• [WHAT YOU NEED TO DO]
a. Can you copy everything in the Miles James article from "The 3 Lessons" down to "and Shelley Simmons.", word for word?
b. Would you go on with the Miles James article, starting right after its last sentence?

• [STUDY TEXT]
The 3 Lessons Miles James of James at the Mill Has Learned Since His 20s

Miles James worked at renowned restaurants in Paris and London before opening James at the Mill almost 19 years ago at age 26.

James grew up in Fayetteville and briefly studied architecture at the University of Arkansas. He then graduated from the New England Culinary Institute. In 1992, his mentor and future father-in-law, James Lambeth, suggested that they create a restaurant at Lambeth’s hotel, Inn at the Mill. James at the Mill opened in December 1994. In July 2011, he opened 28 Springs in Siloam Springs with partners Todd and Shelley Simmons.

How about some advice for this week’s “20 in Their 20s.” What three things do you wish you had known when you started a business in your 20s? Is there anything you are glad you didn’t know when you were starting out?

1) I wish had studied business. My business education came from trial and error, the school of hard knocks, which is a great but time-consuming way to learn.

2) I wish had stressed more that James at the Mill is an everyday good restaurant. We have a reputation for being a special-occasion restaurant, for birthdays and anniversaries, but I view us as an approachable restaurant with great value.

• [RECORDS PROVIDED]
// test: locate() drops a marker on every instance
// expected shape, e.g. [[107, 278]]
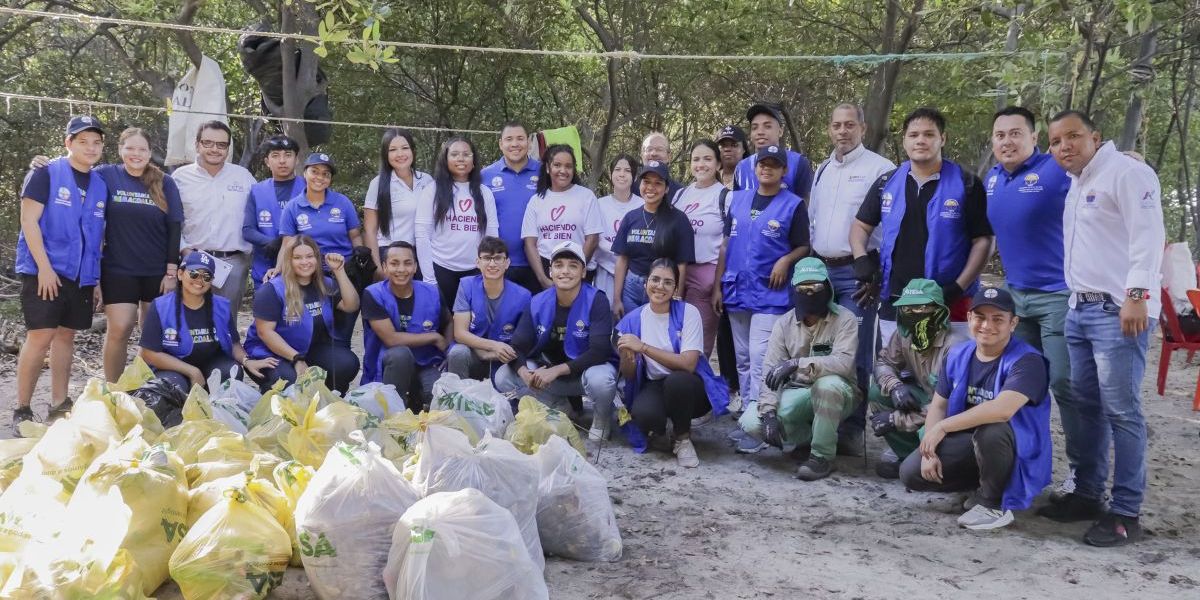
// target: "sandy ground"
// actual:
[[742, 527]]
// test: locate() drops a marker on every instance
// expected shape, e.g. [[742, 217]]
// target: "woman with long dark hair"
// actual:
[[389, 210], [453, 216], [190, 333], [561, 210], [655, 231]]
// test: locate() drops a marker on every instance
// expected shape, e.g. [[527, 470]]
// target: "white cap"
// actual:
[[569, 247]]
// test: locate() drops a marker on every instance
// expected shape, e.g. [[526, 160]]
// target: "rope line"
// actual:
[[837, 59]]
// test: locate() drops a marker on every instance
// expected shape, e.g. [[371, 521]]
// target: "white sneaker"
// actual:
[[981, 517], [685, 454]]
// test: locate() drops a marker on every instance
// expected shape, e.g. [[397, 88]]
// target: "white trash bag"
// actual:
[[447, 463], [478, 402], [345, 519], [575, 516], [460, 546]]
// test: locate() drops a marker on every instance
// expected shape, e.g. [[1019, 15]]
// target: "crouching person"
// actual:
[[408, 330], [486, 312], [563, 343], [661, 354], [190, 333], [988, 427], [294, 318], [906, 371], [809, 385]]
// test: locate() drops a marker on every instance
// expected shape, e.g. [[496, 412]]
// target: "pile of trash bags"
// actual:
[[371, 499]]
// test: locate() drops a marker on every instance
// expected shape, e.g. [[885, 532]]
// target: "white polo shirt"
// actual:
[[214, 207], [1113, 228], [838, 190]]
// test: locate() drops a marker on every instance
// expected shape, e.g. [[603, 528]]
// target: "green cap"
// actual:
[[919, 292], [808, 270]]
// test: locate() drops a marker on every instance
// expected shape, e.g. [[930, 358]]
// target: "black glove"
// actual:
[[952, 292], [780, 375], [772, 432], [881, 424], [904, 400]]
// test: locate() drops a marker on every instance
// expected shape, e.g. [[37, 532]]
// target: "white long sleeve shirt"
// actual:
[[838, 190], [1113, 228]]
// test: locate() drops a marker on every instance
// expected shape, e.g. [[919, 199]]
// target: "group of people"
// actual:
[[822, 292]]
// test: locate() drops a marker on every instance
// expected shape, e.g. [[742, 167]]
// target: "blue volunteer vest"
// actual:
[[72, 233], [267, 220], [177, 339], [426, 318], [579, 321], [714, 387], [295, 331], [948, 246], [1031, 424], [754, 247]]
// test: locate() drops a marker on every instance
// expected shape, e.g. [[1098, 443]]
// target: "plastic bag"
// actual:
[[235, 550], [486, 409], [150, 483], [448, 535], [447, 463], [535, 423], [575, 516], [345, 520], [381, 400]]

==

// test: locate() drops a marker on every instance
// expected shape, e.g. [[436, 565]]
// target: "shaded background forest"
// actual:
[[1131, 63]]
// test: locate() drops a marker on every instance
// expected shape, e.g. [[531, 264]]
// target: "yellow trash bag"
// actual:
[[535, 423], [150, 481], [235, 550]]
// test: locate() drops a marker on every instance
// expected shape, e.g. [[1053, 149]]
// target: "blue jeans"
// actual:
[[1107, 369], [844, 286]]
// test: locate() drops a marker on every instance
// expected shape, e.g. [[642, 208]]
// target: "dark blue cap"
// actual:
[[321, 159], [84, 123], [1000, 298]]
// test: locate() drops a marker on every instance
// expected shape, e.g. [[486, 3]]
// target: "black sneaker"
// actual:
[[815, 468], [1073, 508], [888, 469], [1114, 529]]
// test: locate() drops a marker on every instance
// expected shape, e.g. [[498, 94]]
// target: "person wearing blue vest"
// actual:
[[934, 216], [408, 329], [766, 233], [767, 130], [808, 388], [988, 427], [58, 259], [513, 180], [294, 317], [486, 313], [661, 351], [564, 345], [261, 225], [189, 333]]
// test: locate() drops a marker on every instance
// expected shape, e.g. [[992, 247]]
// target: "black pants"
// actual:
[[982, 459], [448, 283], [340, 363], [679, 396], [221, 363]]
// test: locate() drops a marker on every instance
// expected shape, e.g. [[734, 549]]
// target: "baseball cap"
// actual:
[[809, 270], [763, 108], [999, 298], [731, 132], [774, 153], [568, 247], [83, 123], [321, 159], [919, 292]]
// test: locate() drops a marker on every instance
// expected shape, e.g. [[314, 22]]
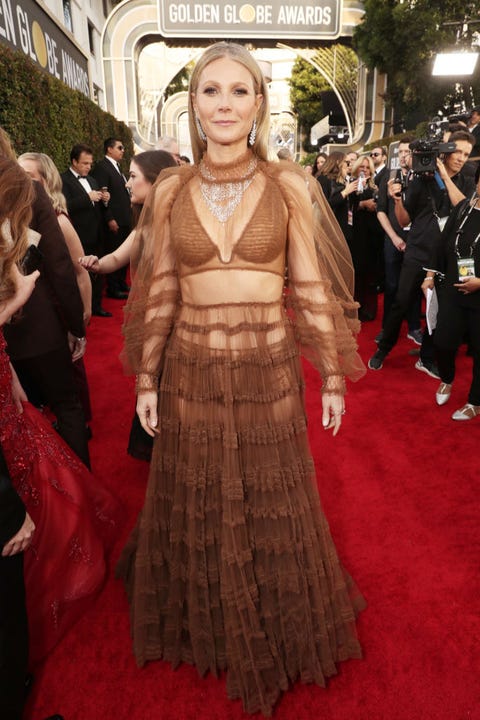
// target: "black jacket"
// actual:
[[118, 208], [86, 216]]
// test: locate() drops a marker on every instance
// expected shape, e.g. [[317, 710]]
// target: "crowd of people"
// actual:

--

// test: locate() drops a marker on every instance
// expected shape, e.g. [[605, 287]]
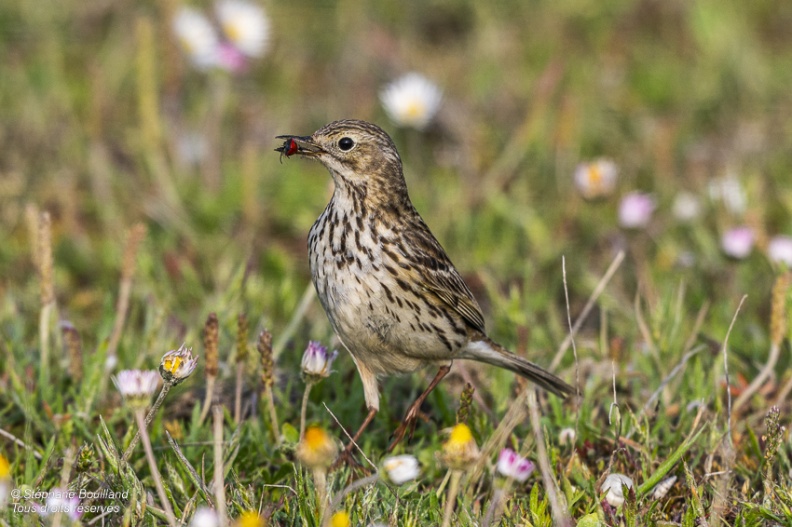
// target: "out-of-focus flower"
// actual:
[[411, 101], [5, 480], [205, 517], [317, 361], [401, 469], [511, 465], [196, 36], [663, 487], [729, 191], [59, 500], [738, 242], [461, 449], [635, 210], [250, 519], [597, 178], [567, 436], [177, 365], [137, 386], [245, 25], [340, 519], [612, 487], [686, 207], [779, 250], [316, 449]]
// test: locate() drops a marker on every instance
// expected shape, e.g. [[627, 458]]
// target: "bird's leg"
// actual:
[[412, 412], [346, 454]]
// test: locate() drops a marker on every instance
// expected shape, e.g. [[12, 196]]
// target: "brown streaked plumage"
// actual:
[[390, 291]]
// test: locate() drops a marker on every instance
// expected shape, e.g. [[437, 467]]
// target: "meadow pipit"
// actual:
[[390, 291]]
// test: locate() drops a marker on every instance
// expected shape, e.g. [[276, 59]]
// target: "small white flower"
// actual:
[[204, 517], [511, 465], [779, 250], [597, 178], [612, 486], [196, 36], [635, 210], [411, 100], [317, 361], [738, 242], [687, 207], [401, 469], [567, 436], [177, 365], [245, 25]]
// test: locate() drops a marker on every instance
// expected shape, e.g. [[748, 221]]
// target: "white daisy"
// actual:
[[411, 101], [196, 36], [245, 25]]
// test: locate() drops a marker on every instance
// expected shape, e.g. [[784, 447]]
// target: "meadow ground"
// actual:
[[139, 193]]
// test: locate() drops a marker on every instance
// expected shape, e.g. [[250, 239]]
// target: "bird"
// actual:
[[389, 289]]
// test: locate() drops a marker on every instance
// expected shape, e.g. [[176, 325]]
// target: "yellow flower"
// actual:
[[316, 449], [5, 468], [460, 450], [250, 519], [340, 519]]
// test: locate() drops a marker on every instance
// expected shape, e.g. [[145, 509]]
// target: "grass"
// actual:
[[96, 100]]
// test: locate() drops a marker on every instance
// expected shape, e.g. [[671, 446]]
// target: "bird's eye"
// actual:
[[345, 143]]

• [ANSWERS BY ITEM]
a.
The 3 Lessons Miles James of James at the Mill Has Learned Since His 20s

Miles James worked at renowned restaurants in Paris and London before opening James at the Mill almost 19 years ago at age 26.

James grew up in Fayetteville and briefly studied architecture at the University of Arkansas. He then graduated from the New England Culinary Institute. In 1992, his mentor and future father-in-law, James Lambeth, suggested that they create a restaurant at Lambeth’s hotel, Inn at the Mill. James at the Mill opened in December 1994. In July 2011, he opened 28 Springs in Siloam Springs with partners Todd and Shelley Simmons.

b.
3) In the beginning I took things way too seriously, I’ve learned to have a good time and relax, if you focus on your core principles and execute to a high level daily, most everything works out. Don’t sweat the small stuff, take care of your employees and customers and listen to their needs. That’s what you’re there for.

I am glad I did not know how hard the restaurant and hospitality business is. In the beginning it was all about what I want to cook and create. Now I listen a lot more.

The restaurant business is notoriously hard and fickle. What’s been your biggest challenge?

I still believe our biggest challenge is marketing and advertising what we really are. Inn at the Mill, James at the Mill and 28 Springs are a unique hotel and restaurants that offer great value. The quality that goes into every dish, experience or room we provide far exceeds the price we charge. If I could find our voice in marketing and advertising and know that I was reaching our target audience with verifiable statistics, I could get our message across. We’re getting much closer to this goal.

What is the biggest business mistake you ever made?

I remodeled Inn at the Mill and James at the Mill in 2006. I took every dime I had and poured it into our hotel and restaurant. I rebranded the hotel with a luxury hotel group that was very successful in Europe. Their marketing program did not translate in the United States. It almost ruined our business. Now we are branded with Ascend Hotels; occupancy has never been higher. Nice recovery, and I’ll never make that mistake again.

What is the smartest business decision you ever made?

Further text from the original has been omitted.